──────── DATA FOR THE TASK

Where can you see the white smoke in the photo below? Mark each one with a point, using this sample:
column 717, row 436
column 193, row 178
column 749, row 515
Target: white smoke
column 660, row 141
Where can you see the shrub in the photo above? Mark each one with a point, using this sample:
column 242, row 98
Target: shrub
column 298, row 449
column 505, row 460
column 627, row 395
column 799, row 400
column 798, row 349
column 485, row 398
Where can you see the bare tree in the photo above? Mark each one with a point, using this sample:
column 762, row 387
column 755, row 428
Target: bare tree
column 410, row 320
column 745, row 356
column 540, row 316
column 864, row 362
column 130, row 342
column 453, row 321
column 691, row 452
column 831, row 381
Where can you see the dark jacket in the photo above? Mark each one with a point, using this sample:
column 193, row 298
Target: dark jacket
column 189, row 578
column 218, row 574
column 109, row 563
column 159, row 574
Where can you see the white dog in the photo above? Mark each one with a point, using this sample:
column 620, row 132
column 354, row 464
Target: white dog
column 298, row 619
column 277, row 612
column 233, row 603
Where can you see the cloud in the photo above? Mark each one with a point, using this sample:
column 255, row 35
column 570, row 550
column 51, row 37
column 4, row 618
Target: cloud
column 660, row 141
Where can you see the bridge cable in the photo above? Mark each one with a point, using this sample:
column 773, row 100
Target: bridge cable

────────────────
──────── DATA FOR THE TASK

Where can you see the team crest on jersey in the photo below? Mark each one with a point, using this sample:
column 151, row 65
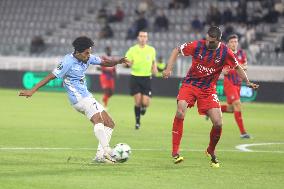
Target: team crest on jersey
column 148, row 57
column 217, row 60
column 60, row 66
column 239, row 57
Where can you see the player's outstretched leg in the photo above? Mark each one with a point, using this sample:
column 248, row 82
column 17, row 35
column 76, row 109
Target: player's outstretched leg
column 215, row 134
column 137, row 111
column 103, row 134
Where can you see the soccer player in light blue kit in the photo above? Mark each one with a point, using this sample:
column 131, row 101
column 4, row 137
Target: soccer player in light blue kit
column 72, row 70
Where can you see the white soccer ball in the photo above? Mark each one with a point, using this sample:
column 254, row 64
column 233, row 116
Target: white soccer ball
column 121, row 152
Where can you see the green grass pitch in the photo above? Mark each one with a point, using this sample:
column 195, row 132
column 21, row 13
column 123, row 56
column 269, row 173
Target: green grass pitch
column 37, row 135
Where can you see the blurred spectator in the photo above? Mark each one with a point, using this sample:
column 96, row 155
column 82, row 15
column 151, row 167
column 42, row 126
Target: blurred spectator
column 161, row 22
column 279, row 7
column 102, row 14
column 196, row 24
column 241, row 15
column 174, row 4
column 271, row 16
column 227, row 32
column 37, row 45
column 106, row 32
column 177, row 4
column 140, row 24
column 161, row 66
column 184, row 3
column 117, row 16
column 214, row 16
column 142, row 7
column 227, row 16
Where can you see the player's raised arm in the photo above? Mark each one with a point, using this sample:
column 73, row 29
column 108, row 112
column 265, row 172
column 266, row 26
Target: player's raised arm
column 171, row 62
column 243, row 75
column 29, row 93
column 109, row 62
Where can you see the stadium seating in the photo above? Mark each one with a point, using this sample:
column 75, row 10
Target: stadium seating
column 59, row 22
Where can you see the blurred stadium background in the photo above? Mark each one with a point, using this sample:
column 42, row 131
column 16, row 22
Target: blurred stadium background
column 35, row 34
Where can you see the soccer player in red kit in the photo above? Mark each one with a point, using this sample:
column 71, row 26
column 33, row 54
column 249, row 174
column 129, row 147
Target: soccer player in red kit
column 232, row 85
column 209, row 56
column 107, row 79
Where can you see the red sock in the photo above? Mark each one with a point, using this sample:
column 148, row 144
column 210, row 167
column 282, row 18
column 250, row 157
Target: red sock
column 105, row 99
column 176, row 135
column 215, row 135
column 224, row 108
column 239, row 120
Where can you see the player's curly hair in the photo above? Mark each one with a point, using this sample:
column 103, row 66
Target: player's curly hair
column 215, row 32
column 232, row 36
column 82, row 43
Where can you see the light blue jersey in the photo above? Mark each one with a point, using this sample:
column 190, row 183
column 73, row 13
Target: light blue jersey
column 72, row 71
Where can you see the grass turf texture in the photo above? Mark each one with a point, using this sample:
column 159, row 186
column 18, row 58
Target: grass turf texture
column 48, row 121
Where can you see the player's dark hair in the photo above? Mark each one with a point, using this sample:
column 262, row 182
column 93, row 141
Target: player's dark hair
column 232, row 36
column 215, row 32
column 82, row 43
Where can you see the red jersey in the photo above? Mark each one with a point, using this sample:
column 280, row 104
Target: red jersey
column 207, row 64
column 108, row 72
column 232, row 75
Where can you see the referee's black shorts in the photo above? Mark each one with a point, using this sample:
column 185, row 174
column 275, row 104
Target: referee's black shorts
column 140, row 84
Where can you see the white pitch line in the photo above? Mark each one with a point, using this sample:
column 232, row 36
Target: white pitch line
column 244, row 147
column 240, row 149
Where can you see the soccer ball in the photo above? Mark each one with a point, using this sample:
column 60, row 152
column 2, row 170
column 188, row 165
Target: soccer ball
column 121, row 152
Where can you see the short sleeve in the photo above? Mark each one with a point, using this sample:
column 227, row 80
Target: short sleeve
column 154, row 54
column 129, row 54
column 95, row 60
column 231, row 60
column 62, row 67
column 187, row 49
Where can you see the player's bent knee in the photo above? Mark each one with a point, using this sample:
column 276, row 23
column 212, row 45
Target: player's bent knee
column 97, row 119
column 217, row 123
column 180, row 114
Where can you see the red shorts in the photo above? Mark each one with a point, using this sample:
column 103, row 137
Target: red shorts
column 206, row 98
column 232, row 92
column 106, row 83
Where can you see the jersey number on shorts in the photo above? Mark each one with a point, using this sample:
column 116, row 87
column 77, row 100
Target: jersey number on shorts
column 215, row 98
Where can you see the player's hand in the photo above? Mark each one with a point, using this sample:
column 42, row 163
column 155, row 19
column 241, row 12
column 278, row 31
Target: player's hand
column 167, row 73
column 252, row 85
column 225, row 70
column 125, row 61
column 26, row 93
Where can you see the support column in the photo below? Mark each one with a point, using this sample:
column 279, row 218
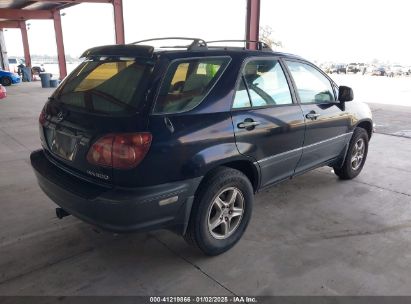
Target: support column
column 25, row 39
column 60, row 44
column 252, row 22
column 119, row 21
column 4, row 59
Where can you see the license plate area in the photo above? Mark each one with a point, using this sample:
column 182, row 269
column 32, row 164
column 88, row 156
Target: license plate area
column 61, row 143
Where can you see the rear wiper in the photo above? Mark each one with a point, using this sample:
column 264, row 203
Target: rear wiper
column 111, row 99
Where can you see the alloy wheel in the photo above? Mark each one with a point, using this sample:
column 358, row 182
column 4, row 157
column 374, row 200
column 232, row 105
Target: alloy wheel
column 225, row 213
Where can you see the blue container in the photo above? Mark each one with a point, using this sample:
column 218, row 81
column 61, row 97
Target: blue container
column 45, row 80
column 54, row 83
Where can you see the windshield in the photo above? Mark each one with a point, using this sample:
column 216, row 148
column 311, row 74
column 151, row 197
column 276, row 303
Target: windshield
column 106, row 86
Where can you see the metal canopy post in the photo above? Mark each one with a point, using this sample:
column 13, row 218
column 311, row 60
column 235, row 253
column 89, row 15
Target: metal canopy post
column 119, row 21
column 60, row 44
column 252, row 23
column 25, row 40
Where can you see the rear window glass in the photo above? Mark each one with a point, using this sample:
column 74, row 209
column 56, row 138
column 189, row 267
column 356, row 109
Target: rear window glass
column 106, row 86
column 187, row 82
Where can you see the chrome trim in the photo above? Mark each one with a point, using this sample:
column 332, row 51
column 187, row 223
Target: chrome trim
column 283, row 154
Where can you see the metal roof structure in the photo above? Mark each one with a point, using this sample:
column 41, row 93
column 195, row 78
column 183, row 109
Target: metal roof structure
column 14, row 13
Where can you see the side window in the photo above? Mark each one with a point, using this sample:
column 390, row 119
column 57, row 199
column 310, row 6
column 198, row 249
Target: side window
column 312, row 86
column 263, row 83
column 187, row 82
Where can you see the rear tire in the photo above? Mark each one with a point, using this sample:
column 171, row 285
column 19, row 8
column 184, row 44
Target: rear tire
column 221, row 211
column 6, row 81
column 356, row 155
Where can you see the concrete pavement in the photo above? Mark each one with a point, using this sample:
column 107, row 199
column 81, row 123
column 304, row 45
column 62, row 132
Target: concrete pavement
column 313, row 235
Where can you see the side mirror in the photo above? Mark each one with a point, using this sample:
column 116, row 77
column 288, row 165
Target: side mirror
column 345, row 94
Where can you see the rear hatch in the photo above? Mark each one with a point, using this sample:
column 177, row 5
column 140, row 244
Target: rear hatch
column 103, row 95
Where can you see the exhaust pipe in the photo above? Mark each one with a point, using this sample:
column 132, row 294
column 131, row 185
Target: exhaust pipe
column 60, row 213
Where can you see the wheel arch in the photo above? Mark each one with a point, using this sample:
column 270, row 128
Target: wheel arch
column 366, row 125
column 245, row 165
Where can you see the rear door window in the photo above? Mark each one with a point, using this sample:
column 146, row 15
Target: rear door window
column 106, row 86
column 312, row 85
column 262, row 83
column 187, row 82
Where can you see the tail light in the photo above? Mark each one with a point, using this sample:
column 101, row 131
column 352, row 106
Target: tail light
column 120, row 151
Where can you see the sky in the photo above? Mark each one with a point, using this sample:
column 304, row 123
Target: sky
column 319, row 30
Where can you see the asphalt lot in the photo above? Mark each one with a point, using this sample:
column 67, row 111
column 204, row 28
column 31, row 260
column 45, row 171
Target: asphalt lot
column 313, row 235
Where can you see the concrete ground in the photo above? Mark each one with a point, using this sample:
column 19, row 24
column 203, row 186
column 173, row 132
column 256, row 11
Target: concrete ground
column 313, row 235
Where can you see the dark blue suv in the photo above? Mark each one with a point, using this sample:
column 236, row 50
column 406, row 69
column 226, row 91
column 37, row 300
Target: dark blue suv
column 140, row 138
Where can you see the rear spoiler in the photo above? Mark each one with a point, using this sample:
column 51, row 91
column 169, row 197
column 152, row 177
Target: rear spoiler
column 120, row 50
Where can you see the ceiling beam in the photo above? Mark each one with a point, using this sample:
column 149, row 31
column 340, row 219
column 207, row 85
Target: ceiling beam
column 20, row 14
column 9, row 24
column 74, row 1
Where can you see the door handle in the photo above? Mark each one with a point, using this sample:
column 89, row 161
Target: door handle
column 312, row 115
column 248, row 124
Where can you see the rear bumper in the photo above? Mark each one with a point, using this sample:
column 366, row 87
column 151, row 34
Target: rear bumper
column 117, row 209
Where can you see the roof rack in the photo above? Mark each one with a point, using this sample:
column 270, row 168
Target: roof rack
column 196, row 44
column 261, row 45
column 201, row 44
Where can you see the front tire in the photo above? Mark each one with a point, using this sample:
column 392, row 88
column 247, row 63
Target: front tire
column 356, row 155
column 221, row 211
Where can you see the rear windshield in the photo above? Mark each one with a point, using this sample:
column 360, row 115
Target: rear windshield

────────────────

BRIEF -
Please count the lines that hold "below" in this data and report the total alone.

RESPONSE BOX -
3